> **EXTRACT**:
** Begin **
[PATCH] Check type size for doloop iv on BITS_PER_WORD [PR61837]
Richard Biener
rguenther@suse.de
Mon Jul 12 08:57:14 GMT 2021
On Mon, 12 Jul 2021, guojiufu wrote:
> On 2021-07-12 14:20, Richard Biener wrote:
> > On Fri, 9 Jul 2021, Segher Boessenkool wrote:
> >
> >> On Fri, Jul 09, 2021 at 08:43:59AM +0200, Richard Biener wrote:
> >> > I wonder if there's a way to query the target what modes the doloop
> >> > pattern can handle (not being too familiar with the doloop code).
> >>
> >> You can look what modes are allowed for operand 0 of doloop_end,
> >> perhaps? Although that is a define_expand, not a define_insn, so it is
> >> hard to introspect.
> >>
> >> > Why do you need to do any checks besides the new type being able to
> >> > represent all IV values? The original doloop IV will never wrap
> >> > (OTOH if niter is U*_MAX then we compute niter + 1 which will become
> >> > zero ... I suppose the doloop might still do the correct thing here
> >> > but it also still will with a IV with larger type).
** End **
> **THE PROBLEM**: Translate this sentence from the patch discussion above into Spanish: "You can look what modes are allowed for operand 0 of doloop_end, perhaps?"

> **RECORD SET**:
** Begin **
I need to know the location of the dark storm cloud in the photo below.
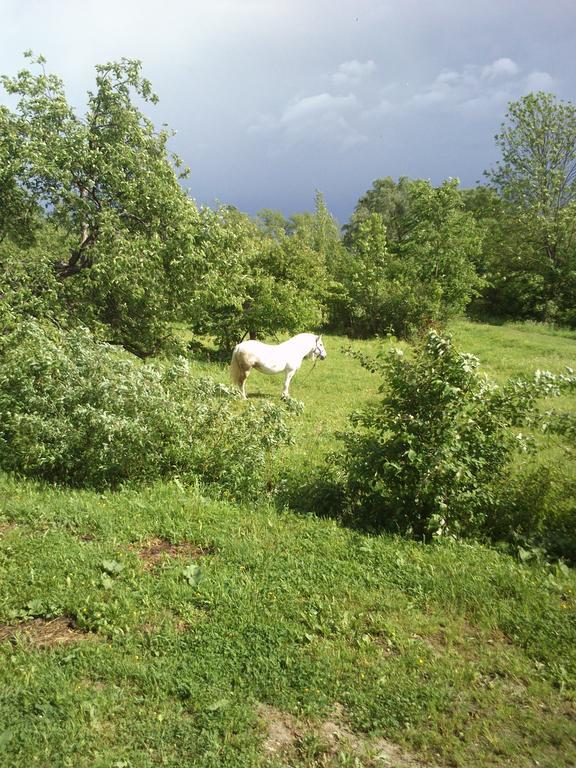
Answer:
[0,0,576,221]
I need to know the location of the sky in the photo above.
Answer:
[0,0,576,224]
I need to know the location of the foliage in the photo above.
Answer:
[0,322,289,496]
[179,201,327,350]
[343,176,417,248]
[331,181,482,337]
[332,331,576,537]
[0,54,196,355]
[0,474,576,768]
[486,92,576,324]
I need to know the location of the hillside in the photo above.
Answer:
[0,323,576,768]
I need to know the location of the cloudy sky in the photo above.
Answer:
[0,0,576,223]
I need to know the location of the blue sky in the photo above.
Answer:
[0,0,576,223]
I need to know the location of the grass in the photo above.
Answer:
[0,323,576,768]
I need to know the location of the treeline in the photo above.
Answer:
[0,59,576,357]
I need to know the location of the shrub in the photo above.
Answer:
[337,331,575,537]
[0,321,289,496]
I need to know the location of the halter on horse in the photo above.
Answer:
[230,333,326,398]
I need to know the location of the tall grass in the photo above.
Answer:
[0,323,576,768]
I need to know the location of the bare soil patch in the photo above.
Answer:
[130,538,214,570]
[0,616,96,648]
[258,704,432,768]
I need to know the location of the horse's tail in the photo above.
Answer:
[230,344,243,387]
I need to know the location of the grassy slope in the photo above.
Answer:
[0,323,576,768]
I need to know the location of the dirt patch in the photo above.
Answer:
[258,704,432,768]
[0,523,16,538]
[129,538,214,570]
[0,616,96,648]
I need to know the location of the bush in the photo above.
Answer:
[0,321,289,497]
[336,331,575,538]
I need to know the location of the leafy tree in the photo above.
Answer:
[0,321,290,498]
[487,92,576,323]
[331,181,482,336]
[0,54,197,354]
[343,176,415,247]
[333,331,576,538]
[181,207,326,351]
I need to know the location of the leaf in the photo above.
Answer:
[100,573,114,589]
[206,699,228,712]
[182,563,202,587]
[100,560,124,576]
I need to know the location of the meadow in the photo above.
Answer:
[0,321,576,768]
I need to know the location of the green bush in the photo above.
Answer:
[0,321,289,497]
[337,331,575,538]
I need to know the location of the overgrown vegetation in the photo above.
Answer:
[0,322,290,498]
[0,57,576,768]
[330,331,576,554]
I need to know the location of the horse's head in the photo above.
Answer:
[312,336,326,360]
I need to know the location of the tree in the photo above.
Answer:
[343,176,415,247]
[331,331,576,538]
[332,180,482,337]
[0,54,197,354]
[486,92,576,323]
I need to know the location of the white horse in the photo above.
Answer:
[230,333,326,398]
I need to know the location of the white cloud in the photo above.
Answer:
[524,72,558,93]
[481,58,520,80]
[281,93,357,124]
[396,58,557,116]
[332,59,376,86]
[248,93,366,149]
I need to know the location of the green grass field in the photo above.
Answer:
[0,322,576,768]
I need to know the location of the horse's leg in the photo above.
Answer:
[281,368,298,399]
[240,368,252,400]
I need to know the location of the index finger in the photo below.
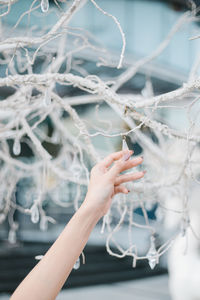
** End **
> **OUTPUT BELOW**: ¿Quizás puedes mirar qué modos se permiten para el operando 0 de doloop_end?